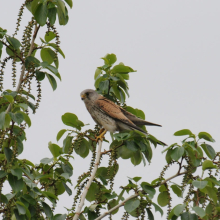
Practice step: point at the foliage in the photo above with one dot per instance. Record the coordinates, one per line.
(35, 189)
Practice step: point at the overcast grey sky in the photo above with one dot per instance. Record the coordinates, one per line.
(173, 45)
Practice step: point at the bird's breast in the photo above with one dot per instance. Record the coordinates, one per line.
(104, 120)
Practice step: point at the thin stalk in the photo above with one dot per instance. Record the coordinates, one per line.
(83, 196)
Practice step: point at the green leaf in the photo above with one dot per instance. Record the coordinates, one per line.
(157, 208)
(177, 190)
(57, 48)
(49, 36)
(68, 190)
(2, 174)
(28, 94)
(168, 155)
(47, 55)
(21, 208)
(67, 168)
(8, 153)
(59, 217)
(52, 81)
(199, 184)
(183, 132)
(31, 61)
(150, 214)
(1, 46)
(83, 148)
(15, 183)
(71, 119)
(136, 158)
(124, 152)
(34, 5)
(69, 2)
(17, 117)
(54, 149)
(67, 143)
(131, 205)
(40, 75)
(2, 32)
(122, 69)
(210, 152)
(188, 216)
(60, 134)
(17, 172)
(112, 204)
(177, 153)
(206, 136)
(2, 120)
(46, 160)
(212, 192)
(104, 86)
(208, 164)
(93, 189)
(41, 14)
(13, 42)
(32, 106)
(52, 12)
(26, 117)
(7, 121)
(63, 18)
(9, 98)
(199, 211)
(163, 198)
(148, 189)
(47, 210)
(51, 68)
(23, 106)
(136, 179)
(178, 209)
(131, 145)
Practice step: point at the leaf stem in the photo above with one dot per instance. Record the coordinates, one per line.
(135, 195)
(23, 66)
(83, 196)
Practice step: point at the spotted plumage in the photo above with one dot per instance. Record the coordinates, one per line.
(109, 115)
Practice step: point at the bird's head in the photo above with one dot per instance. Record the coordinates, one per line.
(88, 94)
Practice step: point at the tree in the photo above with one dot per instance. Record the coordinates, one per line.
(36, 188)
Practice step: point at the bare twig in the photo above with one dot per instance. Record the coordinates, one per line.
(23, 66)
(135, 195)
(83, 196)
(116, 207)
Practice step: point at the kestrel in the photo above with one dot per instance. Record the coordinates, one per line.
(109, 115)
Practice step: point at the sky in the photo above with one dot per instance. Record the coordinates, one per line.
(173, 45)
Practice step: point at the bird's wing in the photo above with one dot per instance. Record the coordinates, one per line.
(114, 111)
(137, 120)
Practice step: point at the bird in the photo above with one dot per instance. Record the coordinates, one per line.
(110, 116)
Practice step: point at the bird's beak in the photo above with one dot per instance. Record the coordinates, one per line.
(83, 96)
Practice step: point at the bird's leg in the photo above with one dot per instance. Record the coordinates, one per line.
(102, 132)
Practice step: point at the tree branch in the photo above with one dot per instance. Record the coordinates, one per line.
(83, 196)
(23, 66)
(136, 195)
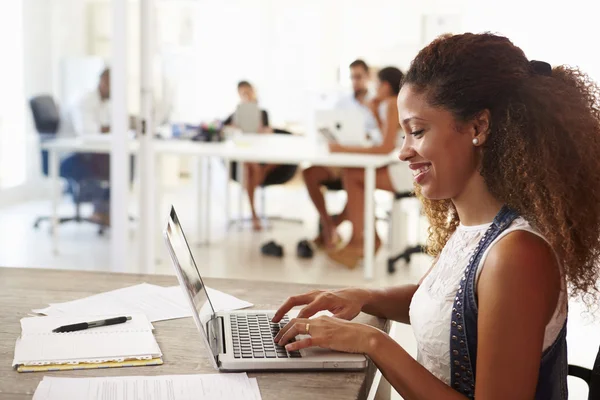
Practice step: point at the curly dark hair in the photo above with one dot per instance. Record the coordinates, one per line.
(542, 156)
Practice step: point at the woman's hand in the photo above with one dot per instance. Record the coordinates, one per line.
(328, 333)
(344, 303)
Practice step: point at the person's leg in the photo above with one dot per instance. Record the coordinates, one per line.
(101, 168)
(265, 170)
(354, 183)
(313, 178)
(253, 173)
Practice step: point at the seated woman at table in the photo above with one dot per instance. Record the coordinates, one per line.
(254, 174)
(384, 109)
(505, 158)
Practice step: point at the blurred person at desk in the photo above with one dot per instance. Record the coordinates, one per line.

● What you have to do
From the line holding "Practice step: point at the person's" to the last line of the entries above, restate each line exactly; include both ends and omit everything else.

● Answer space
Practice step: point at the person's leg in the photo above with one dot per instance. Record the coordinates, one per line.
(101, 168)
(265, 170)
(354, 183)
(313, 178)
(253, 173)
Practice step: point at the seated woman at table in the photo above with one dot per instance. Record the coordinates, one per line.
(254, 174)
(384, 109)
(505, 158)
Practice step: point at the blurred person at desk in the photo above with one dot per instance. Record the coordinates, one per line.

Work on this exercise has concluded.